### Document passage:
START

Tackling strategic change/transformation is never easy – and tackling it without being fully prepared sets an organization up for failure. For more than 20 years we have worked with organizations of all types to support the strategy and change process. In that time, we have observed a few key steps that can be taken upfront to set the process on a course for success. This early investment in organizing the team, gathering information, and aligning key players will set you on the right course for effective strategy execution and/or transformation.

Key steps that will set the organization up to win include:

  1. Organizing the team
    • Put the right support structure in place for effective strategy/transformation execution.
    • Establish a PMO (Program Management Office).
  2. Defining reality
    • Build a shared understanding of current reality to ground the strategic dialogue and process in fact and reality.
    • Identify the bright spots in the organization and the practices and routines that enable these successes.
  3. Aligning the key players
    • Consider how to engage the senior team in the process from the outset to help them to take ownership for the strategy or transformation.
    • Plan to build a guiding coalition of leaders in the organization beyond the top few at the senior-team level.  These are the people who lead and manage the organization on a day-do-day basis.

Organizing the Team

Just as winning sports teams plan out the first several minutes of an important game, an organization should do the same with the strategy/transformation process. Plan out the first few steps in the process and walk through them in advance, anticipating where the process may run into issues or get derailed. All too often this role falls to an individual or is not specifically assigned. In our experience, establishing a team that guides the strategy process significantly enables success.  The concept of a PMO (Program Management Office) is simple enough but can make the difference between suboptimal strategy execution and effective implementation of your strategy.

END

### Set tasks:
- 1) According to the passage on preparing for strategic change, why should the senior team be engaged in the process from the outset?
- 2) List the numbered key steps that the passage on preparing for strategic change says will set the organization up to win.
- 3) From the passage on preparing for strategic change, set down the part that opens with the words containing "1. Organizing the" and closes with "strategy or transformation.".

### Data:
START

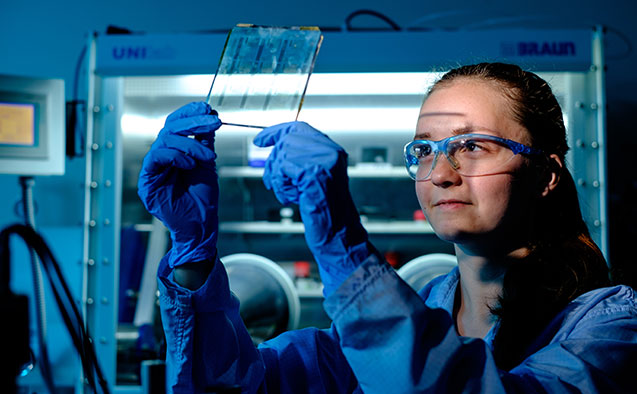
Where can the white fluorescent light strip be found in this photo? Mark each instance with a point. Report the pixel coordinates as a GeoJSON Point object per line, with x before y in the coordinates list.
{"type": "Point", "coordinates": [326, 119]}
{"type": "Point", "coordinates": [371, 119]}
{"type": "Point", "coordinates": [329, 84]}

END

### In response:
- 1) The senior team should be engaged from the outset to help its members take ownership of the strategy or transformation.

- 2)
1. Organizing the team
2. Defining reality
3. Aligning the key players

- 3)
1. Organizing the team
    • Put the right support structure in place for effective strategy/transformation execution.
    • Establish a PMO (Program Management Office).
  2. Defining reality
    • Build a shared understanding of current reality to ground the strategic dialogue and process in fact and reality.
    • Identify the bright spots in the organization and the practices and routines that enable these successes.
  3. Aligning the key players
    • Consider how to engage the senior team in the process from the outset to help them to take ownership for the strategy or transformation.